Excerpts from a dataset
+++
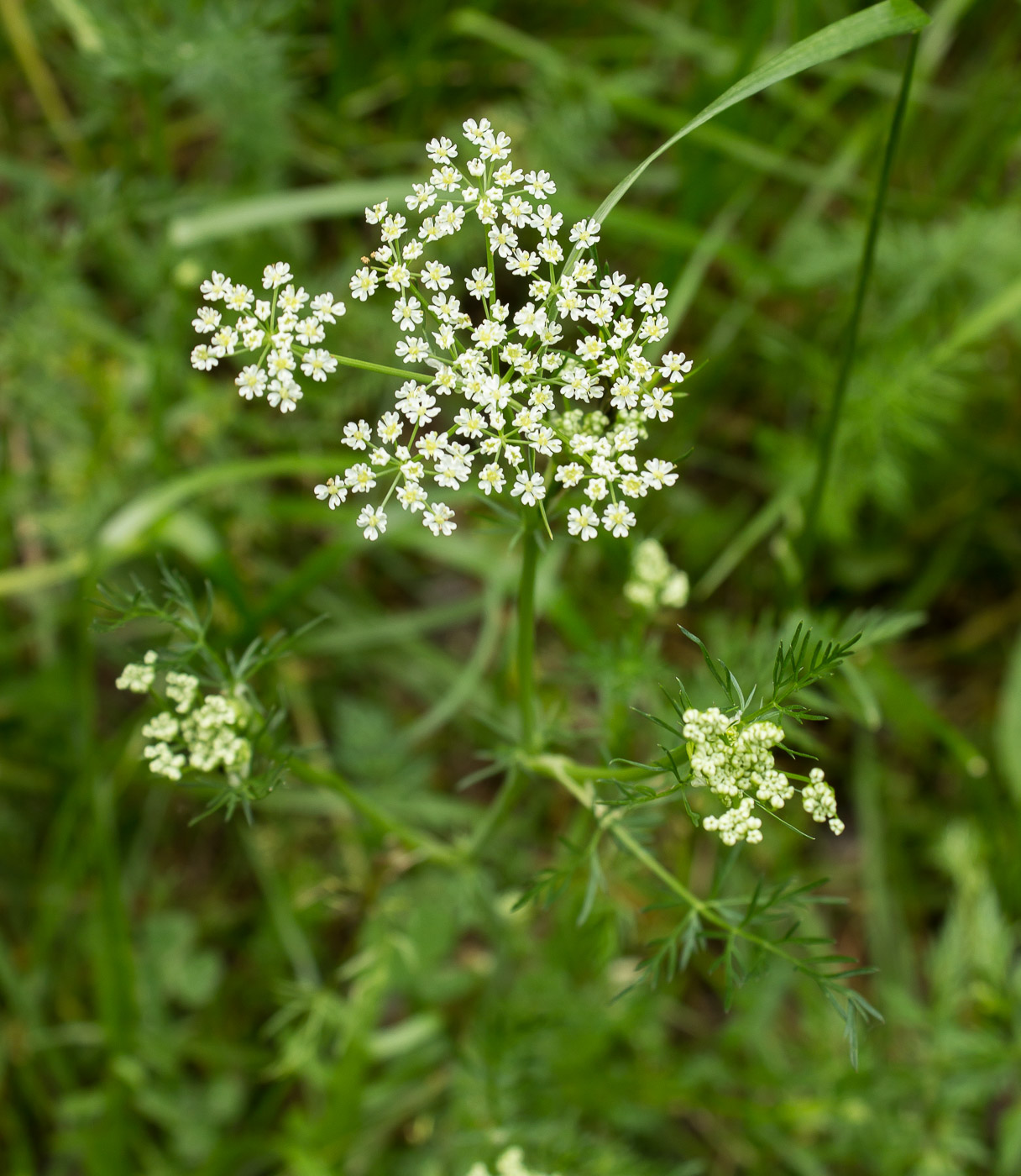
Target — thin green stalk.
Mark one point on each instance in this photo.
(526, 641)
(555, 767)
(411, 837)
(515, 778)
(348, 361)
(832, 423)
+++
*Work item*. A complete and exact copy of the records is required. Exclude the pictures.

*Problem solution*.
Target — thin green stalk.
Mark one point on each instance in this photo.
(526, 641)
(555, 767)
(411, 837)
(515, 778)
(348, 361)
(832, 423)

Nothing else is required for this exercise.